[Dataset excerpts]

::::::::

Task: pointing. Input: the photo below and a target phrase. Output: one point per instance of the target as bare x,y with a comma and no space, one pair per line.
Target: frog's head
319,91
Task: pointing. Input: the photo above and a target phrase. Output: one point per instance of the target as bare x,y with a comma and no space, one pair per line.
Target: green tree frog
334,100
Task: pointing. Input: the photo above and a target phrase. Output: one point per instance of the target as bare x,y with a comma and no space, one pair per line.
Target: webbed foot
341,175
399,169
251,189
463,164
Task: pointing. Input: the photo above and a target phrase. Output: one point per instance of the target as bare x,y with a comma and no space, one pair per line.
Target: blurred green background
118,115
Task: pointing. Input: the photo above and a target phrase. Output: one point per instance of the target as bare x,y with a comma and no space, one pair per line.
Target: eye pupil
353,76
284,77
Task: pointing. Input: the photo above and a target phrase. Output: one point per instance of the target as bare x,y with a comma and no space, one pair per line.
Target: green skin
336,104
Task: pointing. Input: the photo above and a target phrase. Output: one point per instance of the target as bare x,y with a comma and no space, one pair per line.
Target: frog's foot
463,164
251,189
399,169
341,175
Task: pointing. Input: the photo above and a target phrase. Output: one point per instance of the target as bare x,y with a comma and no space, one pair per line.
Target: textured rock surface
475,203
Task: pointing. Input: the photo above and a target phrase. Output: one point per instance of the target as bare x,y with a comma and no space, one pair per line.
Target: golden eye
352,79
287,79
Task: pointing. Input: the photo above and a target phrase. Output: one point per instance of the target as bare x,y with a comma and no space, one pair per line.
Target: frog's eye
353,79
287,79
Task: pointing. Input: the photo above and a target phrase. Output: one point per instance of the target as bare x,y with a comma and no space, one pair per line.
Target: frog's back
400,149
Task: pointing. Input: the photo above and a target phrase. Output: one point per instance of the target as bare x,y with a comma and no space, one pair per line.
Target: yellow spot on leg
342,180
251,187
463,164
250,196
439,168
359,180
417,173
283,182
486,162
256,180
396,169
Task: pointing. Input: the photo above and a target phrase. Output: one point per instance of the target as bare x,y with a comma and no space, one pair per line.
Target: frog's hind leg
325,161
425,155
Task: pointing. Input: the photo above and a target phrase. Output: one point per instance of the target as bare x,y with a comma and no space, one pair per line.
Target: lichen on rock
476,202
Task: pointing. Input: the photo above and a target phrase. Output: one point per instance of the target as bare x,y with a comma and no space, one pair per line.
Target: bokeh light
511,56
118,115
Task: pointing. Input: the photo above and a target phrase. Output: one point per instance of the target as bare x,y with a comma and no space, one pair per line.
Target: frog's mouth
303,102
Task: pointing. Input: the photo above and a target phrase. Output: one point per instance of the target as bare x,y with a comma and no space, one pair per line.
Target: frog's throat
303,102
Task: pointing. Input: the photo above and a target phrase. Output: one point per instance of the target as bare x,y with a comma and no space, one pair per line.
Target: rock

::::::::

Exercise aim: Every record, from top to bottom, must be transcribed exactly.

Written solution:
Task: pointing. Input: the photo below and a target phrase. Output: one point per instance of the target as bare x,y with a comma and no space, one pair per line.
Target: frog's head
319,91
Task: pointing. Input: the photo above and a target phrase. Output: one point per instance of the target as bare x,y with a comma and no space, one pair per line.
Target: green tree frog
334,100
Task: pointing. Input: the photo above and a target phrase. Output: one point per instance of the target as bare x,y with a comma and no space, one pair per line.
Target: webbed foot
341,175
399,169
251,189
463,164
Task: pointing. Input: the photo above and a target phrase. Output: one point per instance of the target as bare x,y with a comma and no space, one pair per line.
Target: blurred green background
118,115
Task: pointing. Input: the photo above and a target phrase. Output: one point per instance of the target as bare x,y with a comma and no space, one pair per line.
Target: eye pupil
353,76
284,77
Task: pointing. Input: the photo above and a target phrase. Output: one point per instance of the target as bare x,y with a comma and no space, one pair per line.
Target: green skin
336,104
Task: pointing. Input: the photo above and a target phrase. Output: one point per instance of the target as bare x,y with a comma and no space, one pair per line.
Target: frog's foot
463,164
251,189
399,169
341,175
Task: pointing. Input: the photo above and a target phrase. Output: one point per instance of the target as bare x,y with a comma and no space, one pair per line.
Target: textured rock surface
475,203
Task: pointing. Input: the photo above and a target phrase. Output: one point per instance of the target as bare x,y with a comma and no space, one pair per line.
Target: golden eye
352,79
287,79
Task: pointing. Input: the photo above and a target phrase. Output: one point per instance of the target as bare x,y with a comma and no space, one pair per line.
Target: frog's eye
353,79
287,79
Task: pointing. Input: the photo above and a target phrase. Output: one point per instance of the target as bare x,y with a comma and no space, one pair per line.
Target: frog's back
400,149
Task: pointing. Input: the photo above and a target phrase. Output: one point per instance of the target as bare x,y with a comma and no space, one pair per line.
Target: yellow spot on leg
342,180
251,187
463,164
250,196
439,168
359,180
417,173
283,182
486,162
256,180
396,169
Task: pointing. Input: the photo above and a target phrase. Output: one point per instance of the target as bare x,y with a comma and no space, one pair per line.
Target: frog's hind leg
325,161
425,155
Task: pointing. Input: the photo above and a target phrase. Output: one point per instance of the target as bare x,y with a comma and no space, one pair per line.
Target: lichen on rock
476,202
Task: pointing. Input: the photo above and a target phrase. Output: one point per instance of the target as bare x,y with a comma and no space, one pair per line.
Target: bokeh light
511,56
118,115
Task: pointing. Input: the photo above and a target phrase. Output: one point per instance of the target as bare x,y with a comma and no space, one pair per line.
Target: frog's mouth
303,102
Task: pointing. Input: the photo above and a target phrase. Output: one point per instance of the target as bare x,y with a comma and no space, one pair per line.
Target: frog's throat
303,102
Task: pointing. Input: the photo above and a target phrase. Output: one point per instance of the target as bare x,y with a comma and no space, one pair per line.
Target: rock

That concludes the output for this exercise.